Did you know that one unpeeled apple is 80 calories? Did you know that you burn more calories chewing celery than you are in taking? Did you know when you eat again after starving yourself it hurts?
I shouldn’t look at food and automatically register it at a caloric number. However, I will most likely live the rest of my life with this knowledge and more. That is the everyday life of a recovering anorexic.
When I was a freshman in high school my anorexia first arose. After a bully called me names which related to my weight (even though I only weighed 125 at the time) I first started to lie about eating to those closest to me. I used to skip breakfast, only pick at my lunch, go to sports practice and burn more calories than I had eaten that day, then I would eat a full dinner and feel crippling guilt after. This went on for months.
Once I was away from some of the toxic people in my life, I slowly felt better about my weight and started eating again. I never considered that I had a problem or that it would come back.
My senior year of high school things started to spiral downward again. I was constantly worried about my future and college, I had toxic people back in my life, and I felt overwhelmed and out of control. So, I took control of the one thing that I felt I could – my eating.
I lost a lot of weight, but the worst part was hardly anyone noticed. I still had the small group of friends who knew about my eating problems my freshman year, but none of them gave my excessive weight loss a second glace. I tested my theory and purposely made it obvious that I wasn’t eating lunches and that I would loudly deny food, but still no one noticed. This only made me feel worse about myself and made me want to be even more drastic with my choices.
##############################
TASK INSTRUCTIONS
A. Answer these questions about the anorexia essay:
(i) How many calories does the essay give for one unpeeled apple?
(ii) What did the writer weigh when the bully made remarks about weight?
(iii) In which year of high school did things start to spiral downward again?
B. Proceed with the anorexia essay, continuing it from its last sentence.
You won't need the rows that follow.

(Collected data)
##############################
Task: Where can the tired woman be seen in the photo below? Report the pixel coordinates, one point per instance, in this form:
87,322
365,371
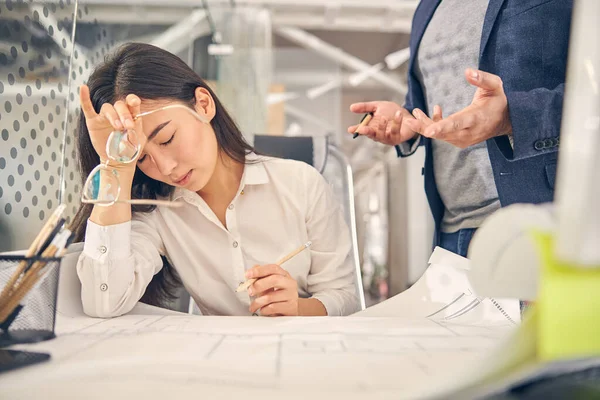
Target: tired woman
174,194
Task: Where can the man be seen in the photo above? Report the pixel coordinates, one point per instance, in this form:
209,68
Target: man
496,69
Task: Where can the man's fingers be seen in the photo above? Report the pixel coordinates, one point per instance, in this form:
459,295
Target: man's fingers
361,108
484,80
464,119
437,113
86,103
414,125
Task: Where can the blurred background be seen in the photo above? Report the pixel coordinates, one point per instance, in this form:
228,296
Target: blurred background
281,67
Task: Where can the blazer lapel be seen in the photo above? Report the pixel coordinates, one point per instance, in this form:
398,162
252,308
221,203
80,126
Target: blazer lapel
488,23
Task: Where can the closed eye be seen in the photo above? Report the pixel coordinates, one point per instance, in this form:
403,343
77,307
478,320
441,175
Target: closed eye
168,141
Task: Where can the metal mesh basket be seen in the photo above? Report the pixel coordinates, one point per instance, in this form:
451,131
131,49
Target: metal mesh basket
34,319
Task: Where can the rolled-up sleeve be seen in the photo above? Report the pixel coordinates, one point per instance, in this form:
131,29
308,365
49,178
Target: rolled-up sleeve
117,264
332,278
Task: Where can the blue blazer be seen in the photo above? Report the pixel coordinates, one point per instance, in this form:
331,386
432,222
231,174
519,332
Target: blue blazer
525,43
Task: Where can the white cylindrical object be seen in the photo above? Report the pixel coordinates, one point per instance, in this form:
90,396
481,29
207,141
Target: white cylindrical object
578,178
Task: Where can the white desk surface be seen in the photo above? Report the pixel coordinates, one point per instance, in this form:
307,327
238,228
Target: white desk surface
388,351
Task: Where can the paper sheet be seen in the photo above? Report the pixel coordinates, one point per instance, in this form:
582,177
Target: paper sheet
221,357
444,293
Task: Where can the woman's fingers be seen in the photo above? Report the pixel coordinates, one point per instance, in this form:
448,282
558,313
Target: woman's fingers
124,114
110,114
86,103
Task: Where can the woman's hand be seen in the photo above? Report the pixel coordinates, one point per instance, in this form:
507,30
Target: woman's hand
275,291
111,118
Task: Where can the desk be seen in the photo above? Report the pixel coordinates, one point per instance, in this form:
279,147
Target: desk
180,356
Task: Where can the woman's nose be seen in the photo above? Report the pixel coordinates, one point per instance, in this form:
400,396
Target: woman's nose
165,165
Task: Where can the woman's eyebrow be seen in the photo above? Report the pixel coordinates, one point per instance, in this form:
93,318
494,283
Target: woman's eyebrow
157,129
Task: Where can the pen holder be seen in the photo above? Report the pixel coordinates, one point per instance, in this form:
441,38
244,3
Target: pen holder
34,318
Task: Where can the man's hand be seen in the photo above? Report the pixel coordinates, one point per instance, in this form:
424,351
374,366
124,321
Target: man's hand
388,123
486,117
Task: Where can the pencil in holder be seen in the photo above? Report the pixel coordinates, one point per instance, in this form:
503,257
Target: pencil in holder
33,318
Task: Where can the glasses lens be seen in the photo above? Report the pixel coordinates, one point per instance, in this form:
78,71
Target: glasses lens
123,146
102,187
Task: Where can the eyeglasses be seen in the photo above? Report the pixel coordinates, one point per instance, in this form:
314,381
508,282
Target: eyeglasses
102,186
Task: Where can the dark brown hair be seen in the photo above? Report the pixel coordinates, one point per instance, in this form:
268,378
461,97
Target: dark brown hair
150,73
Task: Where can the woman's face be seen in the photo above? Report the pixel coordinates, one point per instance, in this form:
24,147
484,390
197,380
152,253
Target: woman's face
181,150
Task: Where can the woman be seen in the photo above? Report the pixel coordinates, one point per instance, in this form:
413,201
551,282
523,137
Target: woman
237,209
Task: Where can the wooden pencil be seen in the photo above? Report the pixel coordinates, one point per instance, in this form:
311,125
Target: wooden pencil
249,282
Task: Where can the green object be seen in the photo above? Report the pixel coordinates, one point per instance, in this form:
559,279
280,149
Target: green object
568,306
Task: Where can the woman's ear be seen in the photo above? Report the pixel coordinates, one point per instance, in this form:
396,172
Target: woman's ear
205,104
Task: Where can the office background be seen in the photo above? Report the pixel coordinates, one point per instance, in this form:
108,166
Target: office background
280,68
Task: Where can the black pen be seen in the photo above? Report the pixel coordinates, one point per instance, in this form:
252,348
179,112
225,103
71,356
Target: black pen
366,119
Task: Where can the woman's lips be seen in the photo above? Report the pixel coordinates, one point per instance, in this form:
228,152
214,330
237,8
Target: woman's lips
184,180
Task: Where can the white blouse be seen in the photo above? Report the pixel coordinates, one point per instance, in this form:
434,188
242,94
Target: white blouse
280,205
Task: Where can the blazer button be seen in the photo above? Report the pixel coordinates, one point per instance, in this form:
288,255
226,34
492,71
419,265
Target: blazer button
538,145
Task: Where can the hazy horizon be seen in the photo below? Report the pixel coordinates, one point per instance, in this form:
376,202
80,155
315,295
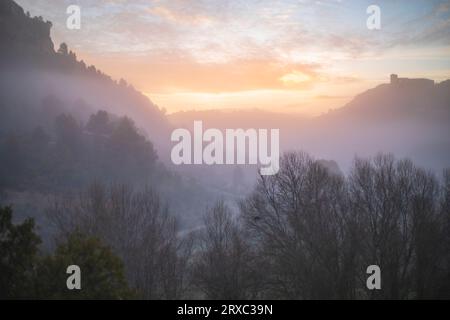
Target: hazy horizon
274,56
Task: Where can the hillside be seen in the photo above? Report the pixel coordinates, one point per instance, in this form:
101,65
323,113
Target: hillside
33,71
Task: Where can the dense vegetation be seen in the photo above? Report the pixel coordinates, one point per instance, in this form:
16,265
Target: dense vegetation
306,233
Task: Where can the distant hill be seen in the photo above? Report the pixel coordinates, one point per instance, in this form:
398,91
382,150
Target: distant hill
406,117
33,72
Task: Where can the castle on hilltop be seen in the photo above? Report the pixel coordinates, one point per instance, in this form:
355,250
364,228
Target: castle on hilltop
406,82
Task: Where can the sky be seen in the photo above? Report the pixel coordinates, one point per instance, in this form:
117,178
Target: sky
294,56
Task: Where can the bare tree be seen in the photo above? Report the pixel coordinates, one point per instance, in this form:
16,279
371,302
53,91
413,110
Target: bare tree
139,229
223,267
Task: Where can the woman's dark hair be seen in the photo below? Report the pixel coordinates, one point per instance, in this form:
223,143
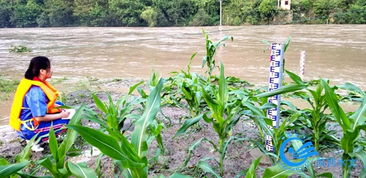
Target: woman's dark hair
37,63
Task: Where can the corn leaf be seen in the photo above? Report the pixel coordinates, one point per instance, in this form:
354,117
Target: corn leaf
153,105
106,144
207,168
70,137
294,77
353,88
277,172
223,91
337,111
177,175
11,169
132,88
3,162
188,123
46,162
253,168
99,104
284,89
81,171
359,117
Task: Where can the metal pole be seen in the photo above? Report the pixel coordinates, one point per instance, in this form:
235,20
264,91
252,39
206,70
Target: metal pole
220,13
275,82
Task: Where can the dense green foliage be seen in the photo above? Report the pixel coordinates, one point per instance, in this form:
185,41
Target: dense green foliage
56,13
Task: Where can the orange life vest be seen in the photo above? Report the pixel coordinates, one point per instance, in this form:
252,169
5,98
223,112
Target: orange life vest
23,87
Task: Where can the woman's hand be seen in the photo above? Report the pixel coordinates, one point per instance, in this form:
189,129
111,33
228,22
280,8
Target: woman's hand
64,114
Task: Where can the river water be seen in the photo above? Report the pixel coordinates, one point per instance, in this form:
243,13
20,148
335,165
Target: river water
336,52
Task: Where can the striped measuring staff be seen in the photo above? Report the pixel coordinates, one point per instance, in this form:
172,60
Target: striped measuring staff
275,82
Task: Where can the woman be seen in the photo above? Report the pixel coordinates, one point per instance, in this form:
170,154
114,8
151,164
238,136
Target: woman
34,110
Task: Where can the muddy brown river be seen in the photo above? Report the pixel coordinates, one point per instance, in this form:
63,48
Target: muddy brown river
336,52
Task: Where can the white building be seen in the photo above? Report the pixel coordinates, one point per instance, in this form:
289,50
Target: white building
284,4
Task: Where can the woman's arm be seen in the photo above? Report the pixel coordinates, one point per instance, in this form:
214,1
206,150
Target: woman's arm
51,117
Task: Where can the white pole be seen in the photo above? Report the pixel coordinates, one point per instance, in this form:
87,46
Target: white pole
275,82
220,13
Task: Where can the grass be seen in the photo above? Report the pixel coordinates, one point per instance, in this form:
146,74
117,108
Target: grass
19,49
7,87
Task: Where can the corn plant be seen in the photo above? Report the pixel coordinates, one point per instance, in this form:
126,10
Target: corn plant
351,124
223,117
315,117
211,48
56,163
129,155
22,160
186,86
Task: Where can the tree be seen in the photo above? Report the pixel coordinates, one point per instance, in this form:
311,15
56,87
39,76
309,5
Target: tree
25,15
150,16
268,10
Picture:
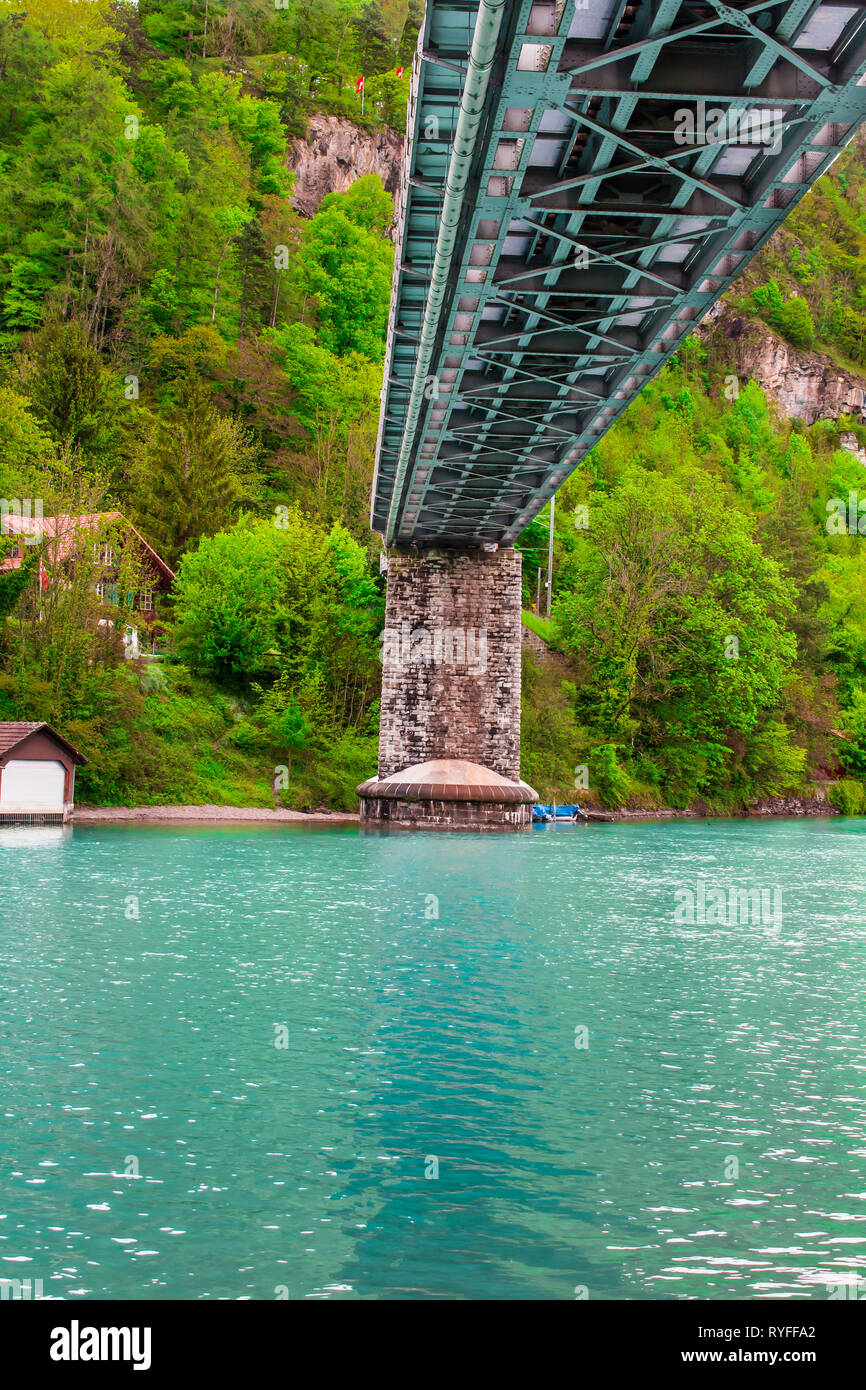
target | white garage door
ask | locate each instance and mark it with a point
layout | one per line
(32, 786)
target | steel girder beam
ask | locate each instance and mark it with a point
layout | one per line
(627, 161)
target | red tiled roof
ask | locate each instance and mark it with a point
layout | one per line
(61, 528)
(14, 733)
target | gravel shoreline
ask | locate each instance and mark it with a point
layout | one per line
(206, 815)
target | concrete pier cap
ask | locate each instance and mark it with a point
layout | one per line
(449, 729)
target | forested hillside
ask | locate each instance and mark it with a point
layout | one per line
(178, 344)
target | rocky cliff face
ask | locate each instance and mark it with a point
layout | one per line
(801, 384)
(335, 153)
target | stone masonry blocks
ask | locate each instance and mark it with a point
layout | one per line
(442, 606)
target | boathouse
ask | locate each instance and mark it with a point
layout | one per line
(36, 774)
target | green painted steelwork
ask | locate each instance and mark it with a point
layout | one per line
(581, 182)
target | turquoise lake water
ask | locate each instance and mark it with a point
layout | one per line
(705, 1136)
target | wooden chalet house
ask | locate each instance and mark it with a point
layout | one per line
(109, 534)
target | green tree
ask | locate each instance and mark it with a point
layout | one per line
(192, 471)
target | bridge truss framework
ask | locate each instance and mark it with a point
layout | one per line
(577, 192)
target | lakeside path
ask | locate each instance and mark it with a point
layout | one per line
(142, 815)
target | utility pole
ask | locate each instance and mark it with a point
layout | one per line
(551, 558)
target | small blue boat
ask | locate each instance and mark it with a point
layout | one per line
(542, 813)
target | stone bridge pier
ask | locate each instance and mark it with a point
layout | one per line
(449, 733)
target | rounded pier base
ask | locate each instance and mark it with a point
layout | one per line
(446, 794)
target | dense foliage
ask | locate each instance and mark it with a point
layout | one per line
(712, 608)
(178, 344)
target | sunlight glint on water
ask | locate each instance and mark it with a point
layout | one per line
(157, 1143)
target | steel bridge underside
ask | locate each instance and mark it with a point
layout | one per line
(594, 230)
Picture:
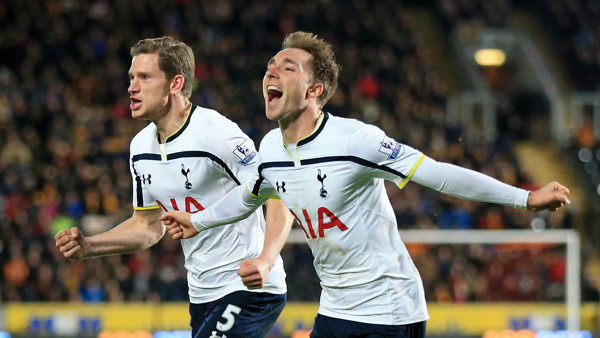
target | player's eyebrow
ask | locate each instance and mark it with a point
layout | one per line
##############################
TASK-BY-TASK OUTPUTS
A.
(i) 80 calories
(ii) 125
(iii) Senior year

B.
In February 2015 I hit my breaking point. I was about to leave the country with my class for our senior trip and I knew I had to get myself together. I knew that I couldn’t faint in a foreign country from something so controllable. But I still felt that I had no control over myself.
When we were on the trip, we volunteered at an orphanage. I saw small children, who had done nothing to deserve such a hard life, not know when their next meal would be. I couldn’t keep being so selfish, so self-destructive, I was the most toxic person in my life.
The last night we were on the trip I told myself I would get clean. We were sitting at a bonfire and I decided enough was enough, but I knew it wasn’t that simple. I knew that I would have good days and bad days and it would be a long process of recovery. I knew that… but I wanted to try, for myself.
The first weeks are the hardest, watching myself gain back the weight I thought I was fighting so hard to lose. Watching my face fill out more and more every day. Realizing I might have to go up a size or two in some clothes and remembering that is okay now. But after those few weeks it gets better.
Soon, I was able to eat in front of my friends again. I would go to lunch and not sit in shame. And soon, I could talk about it.
After six months, it got a little bet hard again. I started to miss it. I wanted to count the calories in lemon water again for no real reason except it used to be such a huge part of me. So, I started to count calories again, except I let myself count ahealthyamount each and every day.
Today, I have been clean for over a year. I still have good and bad days. I still have a little voice in the back of my head telling me every meal that I shouldn’t eat that. But I’ve learned to put that voice away, and to turn down it’s volume so it is drown out by the laughter of my friends or the happy thoughts I’m have with family.
“I know it isn’t easy, but it is possible. You can do it. I believe in you, even if you don’t believe in yourself.” That is the quote that was said to me that made me try to get clean, and it worked. If you are having the same struggles, please know that it won’t be easy, but it is possible. And that you can do it, and I believe in you even when you don’t believe in yourself.